═════ SUPPLIED DATA ═════

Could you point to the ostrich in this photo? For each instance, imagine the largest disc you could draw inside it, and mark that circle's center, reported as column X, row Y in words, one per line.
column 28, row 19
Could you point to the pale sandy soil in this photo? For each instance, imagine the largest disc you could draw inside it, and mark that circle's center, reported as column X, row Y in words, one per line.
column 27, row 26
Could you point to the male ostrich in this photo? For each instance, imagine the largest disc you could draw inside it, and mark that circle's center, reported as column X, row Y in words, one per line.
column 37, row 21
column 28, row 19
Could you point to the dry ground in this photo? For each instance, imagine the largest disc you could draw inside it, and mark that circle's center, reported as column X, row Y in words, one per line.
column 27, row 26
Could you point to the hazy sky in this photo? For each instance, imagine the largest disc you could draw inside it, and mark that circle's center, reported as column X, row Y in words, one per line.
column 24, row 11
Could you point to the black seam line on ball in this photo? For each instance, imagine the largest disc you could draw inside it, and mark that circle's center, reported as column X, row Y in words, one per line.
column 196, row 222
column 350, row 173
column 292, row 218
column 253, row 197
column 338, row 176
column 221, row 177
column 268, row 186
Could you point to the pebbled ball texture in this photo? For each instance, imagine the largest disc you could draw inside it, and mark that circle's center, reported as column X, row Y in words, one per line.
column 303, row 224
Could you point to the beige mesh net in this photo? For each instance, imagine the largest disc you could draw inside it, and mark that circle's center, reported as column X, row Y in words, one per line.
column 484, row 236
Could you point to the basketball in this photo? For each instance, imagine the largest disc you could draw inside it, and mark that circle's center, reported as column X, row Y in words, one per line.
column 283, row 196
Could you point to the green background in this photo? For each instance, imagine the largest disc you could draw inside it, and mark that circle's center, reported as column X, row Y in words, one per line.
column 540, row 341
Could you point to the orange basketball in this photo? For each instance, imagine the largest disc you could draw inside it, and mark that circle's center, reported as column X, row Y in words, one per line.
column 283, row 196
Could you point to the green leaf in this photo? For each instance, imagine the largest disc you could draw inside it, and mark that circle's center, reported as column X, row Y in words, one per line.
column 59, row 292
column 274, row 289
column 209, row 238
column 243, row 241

═════

THE PROBLEM. Repeat each entry above exactly as it appears.

RESPONSE TO THE TASK.
Could you point to the ostrich in this photo? For each instance, imagine the largest disc you could draw inside it, and mark that circle's center, reported as column X, row Y in words, one per line.
column 28, row 19
Could you point to the pale sandy soil in this photo? For each instance, imagine the largest disc you could draw inside it, and mark that circle's center, reported as column X, row Y in words, one per line.
column 27, row 26
Could you point to the male ostrich in this photo? For each instance, imagine the largest disc you could draw inside it, and mark that circle's center, reported as column X, row Y in words, one per line.
column 37, row 21
column 28, row 19
Could you point to the dry ground in this photo? For each instance, imagine the largest disc you could draw inside it, and mark that circle's center, reported as column X, row Y in words, one per line.
column 27, row 26
Could you point to the hazy sky in this photo? For each instance, imagine the largest disc you could draw inside it, and mark that circle's center, reported as column X, row Y in words, one per line.
column 24, row 11
Could you point to the black seam line on ball in this photo? For each instance, imagine the largest disc you could draw inside it, and mark that circle's center, reported as column X, row Y in words, one per line.
column 196, row 222
column 350, row 173
column 292, row 218
column 253, row 197
column 338, row 176
column 221, row 177
column 268, row 186
Could you point to the pebbled ball texture in this photo? For each instance, imagine the largest disc you could draw inside it, and mark that circle's center, reported as column X, row Y in words, one per line.
column 303, row 224
Could you point to the beige mesh net in this photo? For each instance, imagine the largest disc you could draw inside it, and mark that circle's center, reported as column X, row Y in words, one per line.
column 484, row 236
Could you point to the basketball in this photo? For each instance, imagine the largest disc you could draw inside it, and mark that circle's center, reported as column X, row Y in words, one per line.
column 283, row 196
Could you point to the green background in this photo? For each instance, imagine the largest disc you could draw inside it, and mark that circle's center, reported as column X, row Y in words, one per line.
column 540, row 341
Could you point to the orange basketball in this photo? For each instance, imagine the largest disc you could draw inside it, and mark that circle's center, reported as column X, row Y in words, one per line.
column 283, row 196
Could you point to the green leaf in this photo? For each instance, imagine the largest disc you could draw inside it, and mark that circle's center, reported as column X, row Y in words, one per line.
column 59, row 292
column 274, row 289
column 209, row 238
column 243, row 241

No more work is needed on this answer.